Bersaing Menggenggam Batik

Bila tidak dilakukan sekarang, kita harus menunggu empat tahun lagi.

Siapa yang tak kenal batik. Kain yang digambar dengan canting dan prosesnya dibantu lilin panas itu dikenal sejak abad ke-17 di negeri ini. Di Jawa Tengah, ada Pekalongan yang disebut sebagai Kota Batik, dan catatan menunjukkan kesenian membatik mulai menyentuh keseharian masyarakat pada 1800-an. Kata batik sendiri pun berasal dari bahasa Jawa.

Batik berkembang pesat pada 1825-1830 di Kerajaan Mataram ketika Perang Diponegoro. Perjumpaan masyarakat Pekalongan dengan berbagai bangsa, seperti Cina, Belanda, Arab, India, dan Melayu, melahirkan aneka motif. Ada batik Jlamprang dengan sentuhan India dan Arab. Ada pula batik Encim dan Klengenan yang dipengaruhi Cina, serta batik Pagi-Sore dan Hokokai yang muncul di zaman pendudukan Jepang. Keragaman itu menjadikan batik Indonesia benar-benar kaya.

Tak hanya Pekalongan yang punya batik. Daerah lain pun mempunyai ciri motifnya sendiri, seperti Cirebon, Solo, dan Yogyakarta. Nah, pada 1900-an teknik membatik ini menyeberang hingga ke negeri jiran. Pertama kali dikenal di Kelantan, Malaysia, pada 1910. Tak aneh jika kemudian batik diakui sebagai kekayaan negeri ini. Industri batik pun berkembang di Kelantan dan Terengganu.

Namun, batik kemudian lebih berkembang pada 1970-an. Romi Oktabirawa, Ketua Paguyuban Pencinta Batik Pekalongan, menyebutkan sekitar 1.973 pembatik Desa Kerapyak dan Pasir Sari--sekitar Pekalongan--diboyong ke Malaysia. Kebanyakan dari mereka karyawan batik yang dirayu dengan jaminan kesejahteraan. Budaya setempat pun akhirnya terbawa bersama para pembatik yang hijrah.

Nah, sebagai salah satu negara pengusung motif batik, Malaysia rupanya tergiur untuk mendaftarkannya sebagai kekayaan negara ke United Nations Educational, Scientific, and Cultural Organization (UNESCO). Jika berhasil mendapatkan hak patennya, apa kata dunia? "Bayangkan nanti kalau pembatik Indonesia mau bikin batik dan memasarkannya, harus bayar hak cipta ke Malaysia," ujarnya.

Sebuah tim pun dibentuk dan gencar melancarkan gerakan penyelamatan budaya tradisional itu. Tim yang tak bernama ini hanya dimotori beberapa orang. Ada Romi Oktabirawa, Asmoro Damais (kurator Museum Batik Pekalongan), Iwan Tirta (seniman batik), dan Dudung Alie Syahbana (pembatik Pekalongan), dengan menggandeng Departemen Kebudayaan dan Pariwisata serta Departemen Industri.

- [INFORMASI YANG DIBERIKAN]
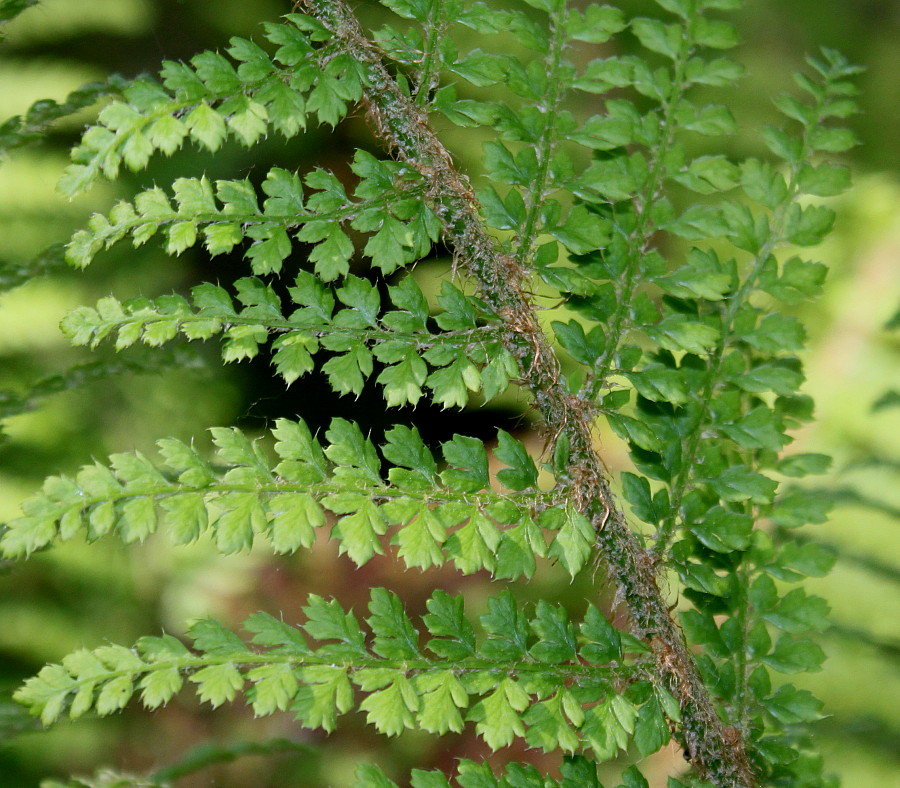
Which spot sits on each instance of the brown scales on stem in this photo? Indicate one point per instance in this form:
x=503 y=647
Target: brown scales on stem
x=718 y=752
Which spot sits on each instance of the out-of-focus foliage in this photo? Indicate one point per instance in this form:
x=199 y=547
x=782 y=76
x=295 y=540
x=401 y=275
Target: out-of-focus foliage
x=122 y=595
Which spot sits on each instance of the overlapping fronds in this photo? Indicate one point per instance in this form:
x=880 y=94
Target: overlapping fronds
x=664 y=265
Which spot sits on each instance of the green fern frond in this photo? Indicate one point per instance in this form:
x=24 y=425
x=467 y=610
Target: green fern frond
x=532 y=659
x=211 y=100
x=435 y=517
x=390 y=205
x=465 y=355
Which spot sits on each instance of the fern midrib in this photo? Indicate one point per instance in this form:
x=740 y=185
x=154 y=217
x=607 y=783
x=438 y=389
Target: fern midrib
x=436 y=25
x=287 y=221
x=399 y=123
x=422 y=340
x=533 y=500
x=639 y=239
x=405 y=665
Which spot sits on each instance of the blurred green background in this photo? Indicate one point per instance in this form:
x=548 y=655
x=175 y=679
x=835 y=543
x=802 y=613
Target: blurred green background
x=83 y=596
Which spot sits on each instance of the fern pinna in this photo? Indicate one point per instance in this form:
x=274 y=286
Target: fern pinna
x=669 y=269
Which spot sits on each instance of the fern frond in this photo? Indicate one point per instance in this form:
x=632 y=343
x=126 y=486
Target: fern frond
x=212 y=99
x=465 y=355
x=390 y=206
x=435 y=517
x=532 y=659
x=575 y=770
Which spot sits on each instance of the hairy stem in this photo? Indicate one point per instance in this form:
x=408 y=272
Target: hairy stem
x=718 y=753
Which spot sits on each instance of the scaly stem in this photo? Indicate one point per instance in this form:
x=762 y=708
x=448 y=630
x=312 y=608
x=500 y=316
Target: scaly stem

- [DAFTAR TUGAS]
1. Menurut penggalan dokumen, pada tahun berapa batik pertama kali dikenal di Kelantan, Malaysia?
2. Sebutkan semua nama batik yang disebut dalam penggalan dokumen sebagai hasil perjumpaan dengan berbagai bangsa atau sebagai motif dari zaman pendudukan Jepang.
3. Tentukan apakah setiap pernyataan berikut sesuai dengan penggalan dokumen, lalu kutip kata-kata yang menjadi dasarnya. (a) Kata batik berasal dari bahasa Jawa. (b) Asmoro Damais adalah seorang seniman batik. (c) Batik berkembang pesat di Kerajaan Mataram pada 1825-1830.

- [JAWABAN TUGAS]
1. Pada 1910.

2. Jlamprang, Encim, Klengenan, Pagi-Sore, Hokokai

3.
(a) Ya: "Kata batik sendiri pun berasal dari bahasa Jawa."
(b) Tidak: "Asmoro Damais (kurator Museum Batik Pekalongan)"
(c) Ya: "Batik berkembang pesat pada 1825-1830 di Kerajaan Mataram ketika Perang Diponegoro."